Below is a listing from which only part is wanted; return exactly the lines from the one with "Scan for orange wing" up to and including the one with "Scan for black".

-- RECORDS SUPPLIED follows --

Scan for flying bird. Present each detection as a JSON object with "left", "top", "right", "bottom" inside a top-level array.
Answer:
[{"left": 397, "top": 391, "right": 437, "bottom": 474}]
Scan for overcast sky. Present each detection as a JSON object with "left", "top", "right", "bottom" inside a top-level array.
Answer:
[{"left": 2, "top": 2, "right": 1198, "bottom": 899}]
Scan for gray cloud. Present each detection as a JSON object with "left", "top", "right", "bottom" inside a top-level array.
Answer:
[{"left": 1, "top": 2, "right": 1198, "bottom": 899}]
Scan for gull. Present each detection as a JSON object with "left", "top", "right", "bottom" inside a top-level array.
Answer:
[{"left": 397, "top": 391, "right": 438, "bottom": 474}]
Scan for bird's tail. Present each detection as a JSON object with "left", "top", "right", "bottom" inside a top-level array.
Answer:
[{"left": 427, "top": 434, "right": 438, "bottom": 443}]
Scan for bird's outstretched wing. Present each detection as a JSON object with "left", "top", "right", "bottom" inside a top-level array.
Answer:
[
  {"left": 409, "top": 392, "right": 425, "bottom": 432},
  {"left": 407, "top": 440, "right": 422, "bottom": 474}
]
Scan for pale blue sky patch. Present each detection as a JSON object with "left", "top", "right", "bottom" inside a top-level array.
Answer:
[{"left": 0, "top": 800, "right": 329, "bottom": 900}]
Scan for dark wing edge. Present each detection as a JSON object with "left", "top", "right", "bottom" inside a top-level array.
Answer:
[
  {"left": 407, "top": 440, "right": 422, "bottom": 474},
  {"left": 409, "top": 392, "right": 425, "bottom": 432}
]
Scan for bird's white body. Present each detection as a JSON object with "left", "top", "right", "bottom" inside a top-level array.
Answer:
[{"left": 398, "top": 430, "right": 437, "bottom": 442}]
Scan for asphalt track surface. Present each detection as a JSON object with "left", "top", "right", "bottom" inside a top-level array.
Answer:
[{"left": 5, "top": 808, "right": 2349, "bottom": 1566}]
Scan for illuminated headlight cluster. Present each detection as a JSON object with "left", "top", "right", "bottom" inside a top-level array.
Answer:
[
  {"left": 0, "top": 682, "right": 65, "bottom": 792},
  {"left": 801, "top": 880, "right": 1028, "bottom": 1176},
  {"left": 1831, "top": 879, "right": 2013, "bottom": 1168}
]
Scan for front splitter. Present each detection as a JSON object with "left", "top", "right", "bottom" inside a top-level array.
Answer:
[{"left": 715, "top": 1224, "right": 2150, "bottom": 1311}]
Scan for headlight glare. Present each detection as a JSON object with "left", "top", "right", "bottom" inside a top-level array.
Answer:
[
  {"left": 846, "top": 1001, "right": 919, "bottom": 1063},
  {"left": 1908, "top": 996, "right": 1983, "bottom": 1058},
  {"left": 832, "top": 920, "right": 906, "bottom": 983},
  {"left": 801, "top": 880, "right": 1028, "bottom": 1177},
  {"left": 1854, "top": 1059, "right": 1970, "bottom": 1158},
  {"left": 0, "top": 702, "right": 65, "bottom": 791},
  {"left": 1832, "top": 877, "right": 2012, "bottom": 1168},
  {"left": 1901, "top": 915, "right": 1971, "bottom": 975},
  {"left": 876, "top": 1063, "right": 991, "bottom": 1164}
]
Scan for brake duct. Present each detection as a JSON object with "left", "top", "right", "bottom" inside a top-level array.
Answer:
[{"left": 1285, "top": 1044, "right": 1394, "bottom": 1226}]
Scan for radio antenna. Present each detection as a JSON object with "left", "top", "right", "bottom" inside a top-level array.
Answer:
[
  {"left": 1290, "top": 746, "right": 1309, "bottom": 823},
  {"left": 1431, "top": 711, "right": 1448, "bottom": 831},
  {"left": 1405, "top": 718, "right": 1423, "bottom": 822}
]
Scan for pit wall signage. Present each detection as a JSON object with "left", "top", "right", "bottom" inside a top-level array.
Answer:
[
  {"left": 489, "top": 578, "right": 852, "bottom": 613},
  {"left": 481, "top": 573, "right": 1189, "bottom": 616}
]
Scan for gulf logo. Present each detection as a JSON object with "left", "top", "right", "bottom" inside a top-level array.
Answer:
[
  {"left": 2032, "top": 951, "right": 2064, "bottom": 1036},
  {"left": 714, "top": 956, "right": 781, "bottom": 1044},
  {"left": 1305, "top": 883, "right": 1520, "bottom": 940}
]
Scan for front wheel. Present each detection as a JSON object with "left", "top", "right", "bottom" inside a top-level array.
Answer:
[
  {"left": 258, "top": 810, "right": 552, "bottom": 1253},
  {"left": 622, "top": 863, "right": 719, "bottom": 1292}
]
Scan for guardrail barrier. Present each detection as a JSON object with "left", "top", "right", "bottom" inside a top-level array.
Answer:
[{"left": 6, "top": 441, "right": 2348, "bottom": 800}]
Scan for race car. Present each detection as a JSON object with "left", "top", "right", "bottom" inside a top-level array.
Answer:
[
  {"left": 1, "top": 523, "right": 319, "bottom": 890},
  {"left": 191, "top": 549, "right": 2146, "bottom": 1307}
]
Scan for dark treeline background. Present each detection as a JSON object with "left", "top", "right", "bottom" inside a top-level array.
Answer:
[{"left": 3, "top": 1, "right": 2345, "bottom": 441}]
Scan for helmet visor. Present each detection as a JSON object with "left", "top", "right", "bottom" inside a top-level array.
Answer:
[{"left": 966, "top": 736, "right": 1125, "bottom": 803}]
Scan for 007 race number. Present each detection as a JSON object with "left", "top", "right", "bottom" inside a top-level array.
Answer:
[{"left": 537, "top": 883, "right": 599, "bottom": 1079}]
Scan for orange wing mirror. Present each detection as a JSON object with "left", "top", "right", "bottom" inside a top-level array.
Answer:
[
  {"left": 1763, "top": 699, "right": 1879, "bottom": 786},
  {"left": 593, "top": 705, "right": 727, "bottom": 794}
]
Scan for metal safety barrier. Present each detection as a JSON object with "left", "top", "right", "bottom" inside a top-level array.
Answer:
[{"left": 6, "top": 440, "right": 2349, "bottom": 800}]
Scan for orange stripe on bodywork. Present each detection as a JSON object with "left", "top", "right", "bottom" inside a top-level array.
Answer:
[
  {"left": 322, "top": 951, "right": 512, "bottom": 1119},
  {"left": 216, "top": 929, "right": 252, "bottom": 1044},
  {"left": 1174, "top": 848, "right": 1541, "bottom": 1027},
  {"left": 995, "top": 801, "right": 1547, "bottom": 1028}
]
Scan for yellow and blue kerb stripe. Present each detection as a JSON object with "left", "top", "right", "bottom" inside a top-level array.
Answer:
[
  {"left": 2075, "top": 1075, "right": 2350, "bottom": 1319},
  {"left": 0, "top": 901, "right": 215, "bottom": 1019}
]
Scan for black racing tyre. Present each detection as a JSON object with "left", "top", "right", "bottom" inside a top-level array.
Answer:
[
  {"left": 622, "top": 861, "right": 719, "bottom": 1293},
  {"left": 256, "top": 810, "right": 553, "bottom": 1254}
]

-- RECORDS SUPPLIED concluded --

▶ _SOLUTION FOR THIS TASK_:
Scan for orange wing mirror. Present each detection as a JSON object with "left", "top", "right", "bottom" inside a top-level array.
Answer:
[
  {"left": 1763, "top": 699, "right": 1879, "bottom": 786},
  {"left": 593, "top": 705, "right": 727, "bottom": 794}
]
Scan for metal safety barrier. Present each detection as a JSON object with "left", "top", "right", "bottom" inside a top-level array.
Answer:
[{"left": 6, "top": 440, "right": 2349, "bottom": 800}]
Scan for orange stripe on bodywork. Present each detection as a JSON object with "left", "top", "right", "bottom" inside a top-level array.
Answer:
[
  {"left": 322, "top": 951, "right": 512, "bottom": 1119},
  {"left": 216, "top": 929, "right": 252, "bottom": 1044},
  {"left": 1174, "top": 848, "right": 1541, "bottom": 1027},
  {"left": 995, "top": 801, "right": 1547, "bottom": 1028}
]
Scan for yellow and blue kerb stripe. Present each detection as a JSON object with "left", "top", "right", "bottom" inside a top-level array.
Answer:
[
  {"left": 2075, "top": 1075, "right": 2350, "bottom": 1319},
  {"left": 0, "top": 901, "right": 215, "bottom": 1019}
]
Scan for black racing tyre. Present each detection as a JSON object with "left", "top", "right", "bottom" inside a top-level array.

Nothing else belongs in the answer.